## TASK DESCRIPTION
Reproduce every line of the records below, requests included, and shift each answer point by adding 38 to both of its coordinates.

## SUPPLIED INFORMATION
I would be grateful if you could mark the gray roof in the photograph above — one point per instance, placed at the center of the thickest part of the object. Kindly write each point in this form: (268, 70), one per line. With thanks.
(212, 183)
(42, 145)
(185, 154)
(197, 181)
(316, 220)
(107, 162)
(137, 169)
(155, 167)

## TASK RESPONSE
I would be grateful if you could mark the gray roof in the photograph above — one point per instance, placed at the center of the thickest part of the object. Kindly write each point in this form: (268, 70), one per line. With thanks.
(250, 221)
(80, 183)
(223, 192)
(235, 219)
(354, 258)
(145, 200)
(175, 207)
(193, 205)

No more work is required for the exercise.